[begin PROVIDED ENTRIES]

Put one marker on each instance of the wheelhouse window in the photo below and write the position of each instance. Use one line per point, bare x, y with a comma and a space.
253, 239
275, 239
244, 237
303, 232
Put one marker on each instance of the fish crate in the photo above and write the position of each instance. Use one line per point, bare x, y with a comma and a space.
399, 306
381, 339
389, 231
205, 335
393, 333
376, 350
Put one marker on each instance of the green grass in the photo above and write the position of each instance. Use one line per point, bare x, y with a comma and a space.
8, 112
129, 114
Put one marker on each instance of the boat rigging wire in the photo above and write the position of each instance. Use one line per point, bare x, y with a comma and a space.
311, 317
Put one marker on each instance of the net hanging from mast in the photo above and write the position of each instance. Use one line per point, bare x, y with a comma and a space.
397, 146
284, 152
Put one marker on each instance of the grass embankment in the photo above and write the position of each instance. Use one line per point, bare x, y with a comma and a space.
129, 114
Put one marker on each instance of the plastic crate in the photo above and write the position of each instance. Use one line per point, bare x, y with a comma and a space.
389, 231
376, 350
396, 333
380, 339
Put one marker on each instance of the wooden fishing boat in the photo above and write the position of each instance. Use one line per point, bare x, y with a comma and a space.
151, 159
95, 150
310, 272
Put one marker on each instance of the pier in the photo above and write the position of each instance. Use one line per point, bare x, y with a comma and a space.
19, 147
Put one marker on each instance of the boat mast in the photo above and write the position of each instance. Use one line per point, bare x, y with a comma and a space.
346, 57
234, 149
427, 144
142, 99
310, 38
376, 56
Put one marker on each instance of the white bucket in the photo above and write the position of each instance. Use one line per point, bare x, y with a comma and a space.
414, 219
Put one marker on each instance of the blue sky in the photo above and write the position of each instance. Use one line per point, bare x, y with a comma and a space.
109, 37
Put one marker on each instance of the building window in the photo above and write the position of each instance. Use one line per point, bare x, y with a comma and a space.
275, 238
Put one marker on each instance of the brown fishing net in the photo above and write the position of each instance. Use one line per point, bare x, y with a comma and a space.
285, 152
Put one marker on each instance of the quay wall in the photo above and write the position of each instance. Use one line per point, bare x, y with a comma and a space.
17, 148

[end PROVIDED ENTRIES]

[SET PROBLEM] Write each line above out exactly.

[FINAL RESULT]
Put one marker on each instance of the wheelhouse window in the photo below and write the position of each instance. Use one line per point, bare x, y with a comma and a space.
253, 239
275, 239
244, 237
303, 232
Put one marker on each instance of the fish crate in the photo above and write the position of each instance. Use one line per point, bare x, y with a comma and a space.
399, 306
381, 339
389, 231
205, 335
393, 333
376, 350
Put one marker on each instance of the green grass in the photo above and write the position of each instance. Use one line per point, bare x, y with a comma and a space.
8, 112
129, 114
Put one marker on each instance of the boat rigging wire in the photo above and write the position of each instance. Use one line per point, bare x, y with a comma and a space.
311, 317
Put one marker on each instance of the net hanging from mast in the photo above and write the position of each instance. Use one line per point, bare x, y with a comma and a space.
397, 146
284, 152
Put one marker on each instance of the grass embankment in the photo above and write the position of each instance. Use one line per point, bare x, y with a comma and a space.
129, 114
Put one marker on each instance of the plastic crate in the photo above and write the position of each instance. Use one line per point, bare x, y with a comma and a space.
389, 231
376, 350
396, 333
380, 339
Put one marker on each instance of the wooden fishing boat in the photo above and write the position of each instance. Use one line per point, bare x, y with a comma and a space.
151, 159
95, 150
310, 272
Put one marker on each instance of the pier in the photo above and write the position of each instance. Use one line per point, bare x, y with a comma and a space.
19, 147
Put one marker on each instance of the boat mast in the photo above and write the position of each instance. Use one line per point, bare x, y with a comma and a space.
346, 57
234, 149
427, 144
142, 99
310, 38
376, 56
Put one marker on each instance of the white bucket in the photo above and write the position of each instance. Use one line per point, bare x, y with a comma and a space.
414, 219
Put one marker on each instance of the blue sky in the photo above and write the position of each instance. Use one line per point, bare x, y with a comma and a space.
109, 37
Put one marker on each instance of the building window in the photo above and write the position of each instance. Use one line per point, bare x, y with a comma and a space.
275, 238
Put one marker on each instance of the brown fishing net in the photo above and write the position of each instance. Use one line per point, bare x, y with a comma and a space.
285, 152
Put one marker on each instance of the quay wall in the photo above and write the position of each instance. Use one line per point, bare x, y with a comma and a space.
17, 148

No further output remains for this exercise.